Page text:
Growing in the Fruit of Self-Control

Self-control.  It is the last of the nine characteristics of spiritual fruit listed in Galations 5:22 and 23, but it certainly is not the least.  Just like love is listed first and is paramount for a fruitful life, self-control is a necessary component in order to yield to the Holy Spirit’s will as He molds and sanctifies our hearts to look like Jesus.

And while it is the Holy Spirit who develops this character in us, it is in studying self-control that we see a glimpse of how discipleship is also part of God’s plan for spiritual growth.


Self-Control: What it is.

By the Bible definition, self-control is a Greek adjective, the word sophron: the idea of restraint, putting on the brakes, soundness of mind

Other English words used to translate the word sophron throughout scripture are temperate, discreet, and sober.

Proverbs 25:28 says that a man without self-control is like a city broken into and left without walls.

An Old Testament city needed walls to keep the enemy from marching in and taking over.  Self-control is like that wall in our lives.  Without it, we are vulnerable to our enemy, Satan’s attacks, and we are not equipped to make good decisions throughout life.

How We Acquire Self-Control:

It’s pretty obvious as we look at small children that we’re not born with it.  We develop will power as we grow up, and we can recognize areas of strength and weakness.  Will power is not the same as self control.  We’re talking about the difference between doing life by our power versus doing life by God’s power.  Self-control is a Gift of God.

Instruction a:
Set down, word for word, the part of the passage on self-control that begins at the words "Self-control.  It is" and stops after "for spiritual growth.".
The passage on self-control and the records that follow it have nothing to do with each other.

Source material:
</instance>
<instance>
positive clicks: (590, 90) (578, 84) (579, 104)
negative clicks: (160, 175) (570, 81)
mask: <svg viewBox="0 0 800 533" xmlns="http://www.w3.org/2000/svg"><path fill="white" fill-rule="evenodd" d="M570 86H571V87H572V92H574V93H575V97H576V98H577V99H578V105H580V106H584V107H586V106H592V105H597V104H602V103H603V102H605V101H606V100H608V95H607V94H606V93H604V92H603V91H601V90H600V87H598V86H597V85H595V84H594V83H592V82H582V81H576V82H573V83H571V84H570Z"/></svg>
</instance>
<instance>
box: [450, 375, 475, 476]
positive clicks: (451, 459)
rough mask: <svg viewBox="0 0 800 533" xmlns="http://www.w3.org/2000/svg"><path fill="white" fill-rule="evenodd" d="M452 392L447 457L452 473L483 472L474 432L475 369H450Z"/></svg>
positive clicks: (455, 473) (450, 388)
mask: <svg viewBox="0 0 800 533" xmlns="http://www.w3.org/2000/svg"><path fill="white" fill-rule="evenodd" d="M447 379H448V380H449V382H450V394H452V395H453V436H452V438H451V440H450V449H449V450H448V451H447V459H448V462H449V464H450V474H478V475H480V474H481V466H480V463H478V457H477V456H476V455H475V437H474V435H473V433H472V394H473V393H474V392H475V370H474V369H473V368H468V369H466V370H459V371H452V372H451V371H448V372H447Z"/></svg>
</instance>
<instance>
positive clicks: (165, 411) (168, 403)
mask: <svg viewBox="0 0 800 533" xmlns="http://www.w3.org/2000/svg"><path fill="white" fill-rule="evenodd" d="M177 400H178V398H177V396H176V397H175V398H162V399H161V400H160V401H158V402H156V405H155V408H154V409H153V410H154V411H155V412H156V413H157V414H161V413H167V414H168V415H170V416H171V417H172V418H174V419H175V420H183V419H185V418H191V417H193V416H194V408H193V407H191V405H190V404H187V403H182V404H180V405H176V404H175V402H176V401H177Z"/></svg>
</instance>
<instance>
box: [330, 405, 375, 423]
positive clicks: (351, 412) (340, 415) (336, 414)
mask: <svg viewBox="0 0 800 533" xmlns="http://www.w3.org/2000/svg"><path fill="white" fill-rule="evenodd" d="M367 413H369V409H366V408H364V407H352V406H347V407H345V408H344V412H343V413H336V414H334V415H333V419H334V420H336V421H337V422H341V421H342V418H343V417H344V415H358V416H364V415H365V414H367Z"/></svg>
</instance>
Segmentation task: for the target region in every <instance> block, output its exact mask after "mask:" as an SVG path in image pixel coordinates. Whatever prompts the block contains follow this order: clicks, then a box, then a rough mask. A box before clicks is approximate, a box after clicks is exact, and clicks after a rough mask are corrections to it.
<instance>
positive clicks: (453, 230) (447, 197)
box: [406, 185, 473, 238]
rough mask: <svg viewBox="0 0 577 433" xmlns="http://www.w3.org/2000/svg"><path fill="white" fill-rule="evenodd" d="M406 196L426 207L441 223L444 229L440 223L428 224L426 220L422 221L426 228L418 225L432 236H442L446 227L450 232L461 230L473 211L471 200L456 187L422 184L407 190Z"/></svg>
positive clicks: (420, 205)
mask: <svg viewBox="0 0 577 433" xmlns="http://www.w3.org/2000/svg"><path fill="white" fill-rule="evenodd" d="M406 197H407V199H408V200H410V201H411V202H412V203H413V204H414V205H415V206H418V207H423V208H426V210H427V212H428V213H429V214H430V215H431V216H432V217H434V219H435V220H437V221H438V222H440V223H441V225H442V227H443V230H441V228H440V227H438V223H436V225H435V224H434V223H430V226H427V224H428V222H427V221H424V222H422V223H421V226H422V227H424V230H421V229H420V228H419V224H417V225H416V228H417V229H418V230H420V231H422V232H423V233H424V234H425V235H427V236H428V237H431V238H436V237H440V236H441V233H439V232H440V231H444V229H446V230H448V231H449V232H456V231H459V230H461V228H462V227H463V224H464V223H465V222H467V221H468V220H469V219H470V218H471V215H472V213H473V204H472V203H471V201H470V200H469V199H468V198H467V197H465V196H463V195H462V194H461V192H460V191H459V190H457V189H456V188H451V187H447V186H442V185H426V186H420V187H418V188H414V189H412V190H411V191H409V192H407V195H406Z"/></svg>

Instruction b:
How many lines of the records contain the string "positive"? Case counts, and the reply should be the number alone.

Result a:
Self-control.  It is the last of the nine characteristics of spiritual fruit listed in Galations 5:22 and 23, but it certainly is not the least.  Just like love is listed first and is paramount for a fruitful life, self-control is a necessary component in order to yield to the Holy Spirit’s will as He molds and sanctifies our hearts to look like Jesus.

And while it is the Holy Spirit who develops this character in us, it is in studying self-control that we see a glimpse of how discipleship is also part of God’s plan for spiritual growth.

Result b:
7